- **Work required**: Copy out the complete listing, word for word.

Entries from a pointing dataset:
● ● ●
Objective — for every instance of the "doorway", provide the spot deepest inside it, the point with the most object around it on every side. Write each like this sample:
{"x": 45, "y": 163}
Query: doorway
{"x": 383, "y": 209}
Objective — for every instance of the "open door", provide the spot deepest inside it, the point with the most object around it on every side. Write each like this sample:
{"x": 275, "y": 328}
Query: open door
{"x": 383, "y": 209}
● ● ●
- **Answer to this exercise**:
Objective — for every instance of the "doorway", provide the spot deepest inside it, the point with the most object around it on every side. Write each like this sample:
{"x": 45, "y": 163}
Query: doorway
{"x": 383, "y": 209}
Objective — for every instance of the "open door", provide the spot deepest inside it, the point with the most object around it on every side. Write each like this sample:
{"x": 275, "y": 328}
Query: open door
{"x": 383, "y": 209}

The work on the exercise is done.